--- Start of ENTRIES SHOWN ---
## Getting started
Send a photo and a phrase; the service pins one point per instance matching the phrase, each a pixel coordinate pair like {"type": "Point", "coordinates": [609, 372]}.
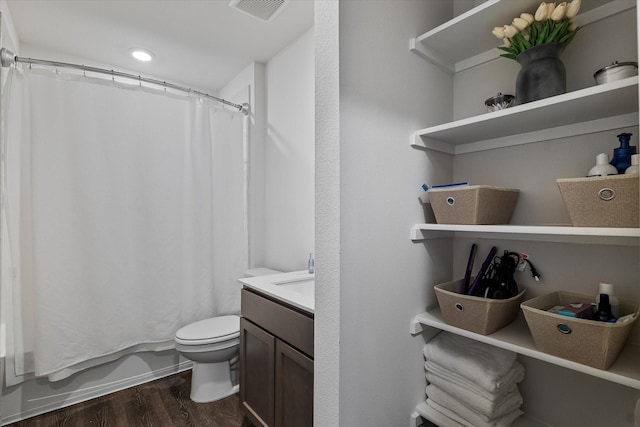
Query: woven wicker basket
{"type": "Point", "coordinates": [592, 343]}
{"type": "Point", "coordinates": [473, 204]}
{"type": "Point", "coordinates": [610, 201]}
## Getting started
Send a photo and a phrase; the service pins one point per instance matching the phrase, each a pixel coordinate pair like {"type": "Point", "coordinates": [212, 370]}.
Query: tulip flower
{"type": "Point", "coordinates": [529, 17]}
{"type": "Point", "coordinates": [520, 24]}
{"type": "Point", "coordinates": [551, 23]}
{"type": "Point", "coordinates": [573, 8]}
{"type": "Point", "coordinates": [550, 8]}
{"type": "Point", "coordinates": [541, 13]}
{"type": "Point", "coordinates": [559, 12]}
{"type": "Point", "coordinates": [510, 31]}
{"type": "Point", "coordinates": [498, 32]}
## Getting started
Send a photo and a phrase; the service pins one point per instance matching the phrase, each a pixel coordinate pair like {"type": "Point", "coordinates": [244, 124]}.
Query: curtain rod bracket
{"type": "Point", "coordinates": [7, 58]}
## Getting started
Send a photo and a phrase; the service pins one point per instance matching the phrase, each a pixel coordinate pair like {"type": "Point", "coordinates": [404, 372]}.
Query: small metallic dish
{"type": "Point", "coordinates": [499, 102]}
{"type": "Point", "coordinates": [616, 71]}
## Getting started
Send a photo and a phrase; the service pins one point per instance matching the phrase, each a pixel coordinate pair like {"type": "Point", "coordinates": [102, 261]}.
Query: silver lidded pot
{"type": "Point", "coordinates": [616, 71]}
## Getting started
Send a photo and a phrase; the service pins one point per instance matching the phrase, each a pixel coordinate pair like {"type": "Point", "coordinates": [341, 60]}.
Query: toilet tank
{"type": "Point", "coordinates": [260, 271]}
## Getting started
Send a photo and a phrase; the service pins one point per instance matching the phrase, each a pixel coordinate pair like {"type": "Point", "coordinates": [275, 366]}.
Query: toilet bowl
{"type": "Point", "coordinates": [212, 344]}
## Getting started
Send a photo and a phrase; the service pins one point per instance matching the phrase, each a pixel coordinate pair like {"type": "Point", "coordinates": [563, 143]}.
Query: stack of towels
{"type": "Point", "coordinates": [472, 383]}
--- End of ENTRIES SHOWN ---
--- Start of ENTRIES SHOWN ---
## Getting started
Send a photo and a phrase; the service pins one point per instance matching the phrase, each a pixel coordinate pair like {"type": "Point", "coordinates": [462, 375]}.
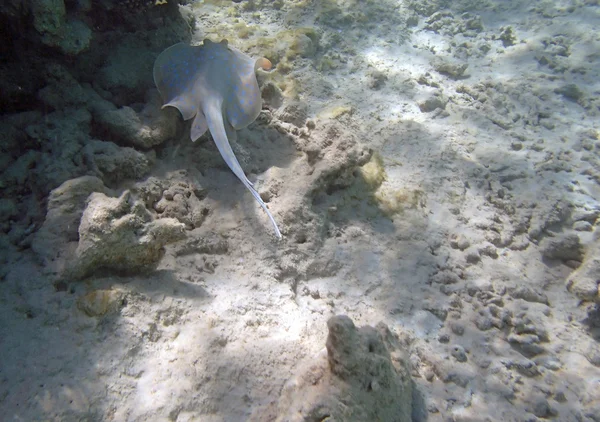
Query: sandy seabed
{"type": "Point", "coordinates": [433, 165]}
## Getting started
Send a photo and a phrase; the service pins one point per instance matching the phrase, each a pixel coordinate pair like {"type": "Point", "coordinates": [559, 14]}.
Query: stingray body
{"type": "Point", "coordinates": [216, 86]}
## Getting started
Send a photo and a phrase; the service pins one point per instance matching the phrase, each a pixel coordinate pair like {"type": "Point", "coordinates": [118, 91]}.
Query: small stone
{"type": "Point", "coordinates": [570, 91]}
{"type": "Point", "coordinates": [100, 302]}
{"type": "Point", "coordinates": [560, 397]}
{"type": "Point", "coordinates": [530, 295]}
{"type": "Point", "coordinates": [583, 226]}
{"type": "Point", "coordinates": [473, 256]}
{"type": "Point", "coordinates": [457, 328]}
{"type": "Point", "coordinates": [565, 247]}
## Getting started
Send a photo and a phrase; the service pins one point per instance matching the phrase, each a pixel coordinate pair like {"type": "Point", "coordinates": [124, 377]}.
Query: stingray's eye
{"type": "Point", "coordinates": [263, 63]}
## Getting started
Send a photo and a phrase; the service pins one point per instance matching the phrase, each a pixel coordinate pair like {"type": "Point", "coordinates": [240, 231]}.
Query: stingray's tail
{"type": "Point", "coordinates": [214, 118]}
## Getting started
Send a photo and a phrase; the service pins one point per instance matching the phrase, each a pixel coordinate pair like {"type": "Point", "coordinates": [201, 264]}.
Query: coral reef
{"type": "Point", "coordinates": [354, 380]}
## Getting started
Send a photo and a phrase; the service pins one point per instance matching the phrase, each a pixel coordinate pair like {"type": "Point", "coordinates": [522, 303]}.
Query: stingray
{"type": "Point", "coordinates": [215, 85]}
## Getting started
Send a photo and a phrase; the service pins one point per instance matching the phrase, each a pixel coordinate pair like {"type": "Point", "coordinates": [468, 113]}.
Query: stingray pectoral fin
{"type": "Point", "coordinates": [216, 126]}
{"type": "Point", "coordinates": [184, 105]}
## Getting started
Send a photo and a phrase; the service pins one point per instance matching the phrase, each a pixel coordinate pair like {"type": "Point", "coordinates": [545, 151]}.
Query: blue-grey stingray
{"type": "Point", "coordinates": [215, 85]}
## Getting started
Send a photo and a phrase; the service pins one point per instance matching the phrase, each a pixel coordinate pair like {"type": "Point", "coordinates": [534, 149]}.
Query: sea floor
--- End of ENTRIES SHOWN ---
# GOAL
Extract from the material above each line that contains the string "small", and list those lines.

# OUTPUT OF THE TASK
Query: small metallic dish
Query: small stone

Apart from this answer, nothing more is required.